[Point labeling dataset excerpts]
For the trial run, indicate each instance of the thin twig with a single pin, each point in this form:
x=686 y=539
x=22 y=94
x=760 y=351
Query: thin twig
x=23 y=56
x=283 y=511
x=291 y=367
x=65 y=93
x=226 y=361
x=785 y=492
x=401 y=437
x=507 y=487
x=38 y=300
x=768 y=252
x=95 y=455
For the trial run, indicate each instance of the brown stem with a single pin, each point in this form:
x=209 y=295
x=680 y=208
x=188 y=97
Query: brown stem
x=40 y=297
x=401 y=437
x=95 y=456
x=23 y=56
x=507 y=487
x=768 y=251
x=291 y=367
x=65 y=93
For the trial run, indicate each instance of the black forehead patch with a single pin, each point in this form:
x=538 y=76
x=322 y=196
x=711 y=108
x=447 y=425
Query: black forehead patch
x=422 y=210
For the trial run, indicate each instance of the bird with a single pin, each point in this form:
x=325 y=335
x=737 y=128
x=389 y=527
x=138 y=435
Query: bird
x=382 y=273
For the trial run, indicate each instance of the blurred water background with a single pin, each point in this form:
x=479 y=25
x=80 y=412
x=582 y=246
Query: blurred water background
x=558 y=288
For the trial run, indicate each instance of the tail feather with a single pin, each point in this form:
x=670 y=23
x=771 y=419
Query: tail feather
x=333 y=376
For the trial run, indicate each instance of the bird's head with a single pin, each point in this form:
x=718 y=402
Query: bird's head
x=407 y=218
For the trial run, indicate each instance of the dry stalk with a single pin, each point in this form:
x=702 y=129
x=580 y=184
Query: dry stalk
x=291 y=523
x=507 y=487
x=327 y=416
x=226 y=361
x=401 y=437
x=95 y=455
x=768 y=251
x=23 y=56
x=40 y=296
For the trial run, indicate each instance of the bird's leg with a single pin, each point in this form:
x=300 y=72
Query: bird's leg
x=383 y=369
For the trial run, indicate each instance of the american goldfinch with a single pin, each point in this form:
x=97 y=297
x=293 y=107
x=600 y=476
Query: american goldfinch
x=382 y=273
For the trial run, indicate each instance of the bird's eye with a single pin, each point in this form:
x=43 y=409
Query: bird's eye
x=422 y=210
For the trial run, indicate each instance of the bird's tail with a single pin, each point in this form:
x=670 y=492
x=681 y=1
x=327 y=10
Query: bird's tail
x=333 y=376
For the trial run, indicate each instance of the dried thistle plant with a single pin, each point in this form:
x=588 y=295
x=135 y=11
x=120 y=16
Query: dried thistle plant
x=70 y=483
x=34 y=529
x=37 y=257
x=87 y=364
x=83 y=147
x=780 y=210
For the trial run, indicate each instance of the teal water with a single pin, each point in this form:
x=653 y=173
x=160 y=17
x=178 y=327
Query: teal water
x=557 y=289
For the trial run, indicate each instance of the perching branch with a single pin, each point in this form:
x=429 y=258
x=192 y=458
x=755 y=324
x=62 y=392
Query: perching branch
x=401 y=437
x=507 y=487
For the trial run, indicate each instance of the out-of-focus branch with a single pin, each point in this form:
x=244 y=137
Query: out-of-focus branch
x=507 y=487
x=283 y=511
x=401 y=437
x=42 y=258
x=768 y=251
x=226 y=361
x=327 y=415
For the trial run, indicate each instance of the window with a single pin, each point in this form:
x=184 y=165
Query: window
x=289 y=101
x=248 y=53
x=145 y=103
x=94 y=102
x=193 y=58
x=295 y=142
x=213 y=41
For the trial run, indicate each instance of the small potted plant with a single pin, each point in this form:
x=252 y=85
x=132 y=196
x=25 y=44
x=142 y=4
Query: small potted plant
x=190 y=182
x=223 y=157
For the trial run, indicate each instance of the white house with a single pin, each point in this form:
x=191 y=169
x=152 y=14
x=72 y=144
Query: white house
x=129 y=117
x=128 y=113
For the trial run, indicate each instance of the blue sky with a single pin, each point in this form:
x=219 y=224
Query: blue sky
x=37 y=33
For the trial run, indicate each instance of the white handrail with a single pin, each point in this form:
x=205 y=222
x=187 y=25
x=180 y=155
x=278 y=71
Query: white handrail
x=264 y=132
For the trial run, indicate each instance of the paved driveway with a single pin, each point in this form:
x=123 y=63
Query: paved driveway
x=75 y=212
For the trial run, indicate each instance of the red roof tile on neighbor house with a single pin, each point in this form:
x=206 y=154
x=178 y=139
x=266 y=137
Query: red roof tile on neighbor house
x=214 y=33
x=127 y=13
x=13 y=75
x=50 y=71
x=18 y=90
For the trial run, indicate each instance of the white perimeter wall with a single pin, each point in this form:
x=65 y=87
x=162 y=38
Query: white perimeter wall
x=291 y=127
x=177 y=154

* [To do] Begin with the line containing "For the trial run, indicate each instance of the small" and repeat each line exactly until the records above end.

* [Final result]
For the trial run, indicate each instance of the small potted plant with a single pin, each point in this form:
x=252 y=85
x=132 y=196
x=25 y=44
x=142 y=4
Query: small potted plant
x=190 y=182
x=223 y=157
For the trial run, indicate each instance of the white house with a single pin, each point in this form:
x=191 y=169
x=152 y=14
x=72 y=144
Query: white house
x=129 y=117
x=128 y=113
For the trial run, indicate each instance of the blue sky with a single pin, each point in this form:
x=219 y=224
Query: blue sky
x=37 y=33
For the trial run, indicate each instance of the white handrail with a single pin, each point in this form:
x=205 y=222
x=187 y=25
x=180 y=155
x=278 y=71
Query: white handrail
x=264 y=132
For the trial run, indicate each instance of the paved driveway with a single pin, each point in this form:
x=123 y=63
Query: paved driveway
x=75 y=212
For the trial run, indicate each instance of the red roof tile on neighbor house with a single pin, each point in this form:
x=206 y=154
x=178 y=139
x=266 y=137
Query: red roof tile on neighbor house
x=214 y=33
x=127 y=13
x=13 y=75
x=50 y=71
x=18 y=90
For the trial run, indicate each instance of the white perimeter wall with a single pin, each point in this form:
x=65 y=87
x=162 y=38
Query: white perimeter wall
x=291 y=127
x=177 y=154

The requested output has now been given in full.